● **THE RECORDS**:
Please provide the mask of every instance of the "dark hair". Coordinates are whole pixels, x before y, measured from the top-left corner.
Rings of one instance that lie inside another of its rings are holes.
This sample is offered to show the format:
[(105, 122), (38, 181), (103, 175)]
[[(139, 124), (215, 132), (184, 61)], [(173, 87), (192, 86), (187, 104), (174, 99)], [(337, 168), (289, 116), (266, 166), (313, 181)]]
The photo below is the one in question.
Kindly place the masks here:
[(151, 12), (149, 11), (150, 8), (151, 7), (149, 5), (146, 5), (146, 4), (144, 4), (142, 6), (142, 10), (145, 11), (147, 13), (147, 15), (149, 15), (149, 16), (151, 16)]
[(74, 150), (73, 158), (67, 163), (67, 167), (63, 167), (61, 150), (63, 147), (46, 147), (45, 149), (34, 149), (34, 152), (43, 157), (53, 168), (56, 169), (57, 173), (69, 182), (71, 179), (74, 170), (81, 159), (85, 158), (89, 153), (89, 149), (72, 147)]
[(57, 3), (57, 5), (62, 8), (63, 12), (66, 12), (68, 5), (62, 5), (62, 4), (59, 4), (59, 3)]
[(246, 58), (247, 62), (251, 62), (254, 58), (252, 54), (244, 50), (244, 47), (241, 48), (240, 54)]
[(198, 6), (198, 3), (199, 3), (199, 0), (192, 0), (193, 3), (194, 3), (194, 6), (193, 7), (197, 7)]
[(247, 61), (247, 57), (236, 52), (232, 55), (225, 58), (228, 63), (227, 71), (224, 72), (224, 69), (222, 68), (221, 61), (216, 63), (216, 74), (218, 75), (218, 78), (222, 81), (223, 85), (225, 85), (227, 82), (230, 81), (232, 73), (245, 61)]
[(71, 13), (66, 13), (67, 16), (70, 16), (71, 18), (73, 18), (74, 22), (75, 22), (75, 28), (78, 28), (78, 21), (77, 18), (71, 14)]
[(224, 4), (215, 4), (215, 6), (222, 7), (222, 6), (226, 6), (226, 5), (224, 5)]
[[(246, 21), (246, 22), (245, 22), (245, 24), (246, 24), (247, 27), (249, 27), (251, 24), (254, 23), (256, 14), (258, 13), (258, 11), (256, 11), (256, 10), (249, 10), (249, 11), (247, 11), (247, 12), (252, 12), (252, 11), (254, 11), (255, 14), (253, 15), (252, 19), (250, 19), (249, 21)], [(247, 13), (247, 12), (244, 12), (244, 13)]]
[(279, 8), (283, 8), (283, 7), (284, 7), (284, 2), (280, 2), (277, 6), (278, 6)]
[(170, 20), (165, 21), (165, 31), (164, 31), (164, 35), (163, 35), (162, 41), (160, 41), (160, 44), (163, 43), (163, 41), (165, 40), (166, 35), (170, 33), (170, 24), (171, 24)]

● **ABOUT THIS EXERCISE**:
Set down every record once more, exactly as written.

● **WRITTEN REPLY**:
Please provide the mask of every instance of the "dark hair". Coordinates are whole pixels, x before y, measured from the top-left corner.
Rings of one instance that lie inside another of its rings are holes.
This sample is offered to show the format:
[(105, 122), (38, 181), (103, 175)]
[[(139, 124), (215, 132), (184, 61)], [(173, 87), (192, 86), (187, 104), (174, 99)], [(337, 168), (289, 116), (266, 166), (313, 181)]]
The photo below is the one in question.
Kindly place the masks here:
[(151, 12), (149, 11), (150, 8), (151, 7), (149, 5), (146, 5), (146, 4), (144, 4), (142, 6), (142, 10), (145, 11), (147, 13), (147, 15), (149, 15), (149, 16), (151, 16)]
[(74, 150), (73, 158), (67, 163), (67, 167), (63, 167), (61, 150), (63, 147), (46, 147), (45, 149), (34, 149), (34, 152), (43, 157), (53, 168), (56, 169), (57, 173), (69, 182), (71, 179), (74, 170), (81, 159), (85, 158), (89, 153), (89, 149), (72, 147)]
[(57, 3), (57, 5), (62, 8), (63, 12), (66, 12), (68, 5), (62, 5), (62, 4), (59, 4), (59, 3)]
[(246, 58), (247, 62), (251, 62), (254, 58), (252, 54), (244, 50), (244, 47), (241, 48), (240, 54)]
[(198, 6), (198, 3), (199, 3), (199, 0), (192, 0), (193, 3), (194, 3), (194, 6), (193, 7), (197, 7)]
[(247, 61), (247, 57), (236, 52), (232, 55), (225, 58), (228, 63), (227, 71), (224, 72), (224, 69), (222, 68), (221, 61), (216, 63), (216, 74), (218, 75), (218, 78), (222, 81), (223, 85), (225, 85), (227, 82), (230, 81), (232, 73), (245, 61)]
[(71, 13), (66, 13), (67, 16), (70, 16), (71, 18), (73, 18), (74, 22), (75, 22), (75, 28), (78, 28), (78, 21), (77, 18), (71, 14)]
[(224, 4), (215, 4), (215, 6), (222, 7), (222, 6), (226, 6), (226, 5), (224, 5)]
[[(246, 21), (246, 22), (245, 22), (245, 24), (246, 24), (247, 27), (249, 27), (251, 24), (254, 23), (256, 14), (258, 13), (258, 11), (256, 11), (256, 10), (249, 10), (249, 11), (247, 11), (247, 12), (252, 12), (252, 11), (254, 11), (255, 14), (253, 15), (252, 19), (250, 19), (249, 21)], [(247, 13), (247, 12), (244, 12), (244, 13)]]
[(279, 8), (283, 8), (283, 7), (284, 7), (284, 2), (280, 2), (277, 6), (278, 6)]
[(170, 20), (165, 21), (165, 31), (164, 31), (164, 35), (163, 35), (162, 41), (160, 41), (160, 44), (163, 43), (163, 41), (165, 40), (166, 35), (170, 33), (170, 24), (171, 24)]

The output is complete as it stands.